══ Information shown ══

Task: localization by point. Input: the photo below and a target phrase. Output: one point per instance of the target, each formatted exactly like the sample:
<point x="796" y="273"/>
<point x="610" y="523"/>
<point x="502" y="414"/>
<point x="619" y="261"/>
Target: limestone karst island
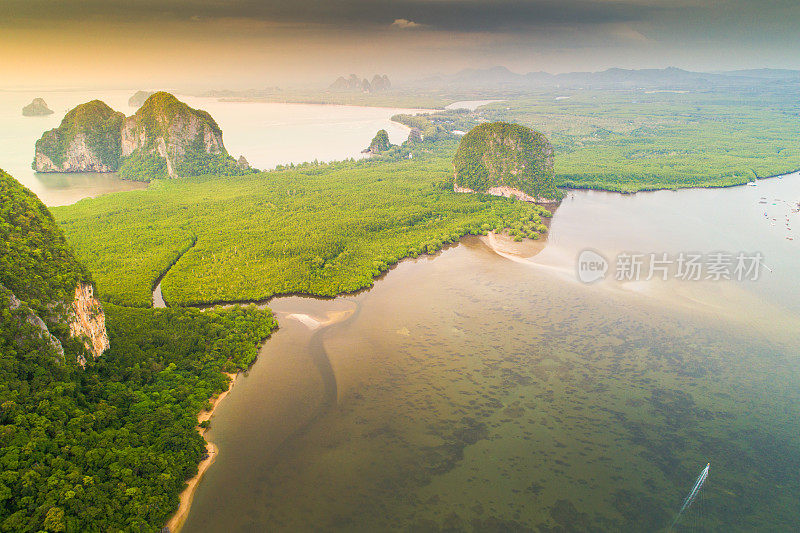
<point x="463" y="266"/>
<point x="164" y="138"/>
<point x="509" y="160"/>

═══

■ The task: Print every line above verbatim, omitting the picture.

■ Task result:
Task: localization by point. Input: the photo below and a target phrase. Output: one point per instance of the target, each formatted exactly like the sample:
<point x="796" y="273"/>
<point x="610" y="523"/>
<point x="502" y="414"/>
<point x="619" y="261"/>
Target: limestone karst island
<point x="463" y="266"/>
<point x="164" y="138"/>
<point x="509" y="160"/>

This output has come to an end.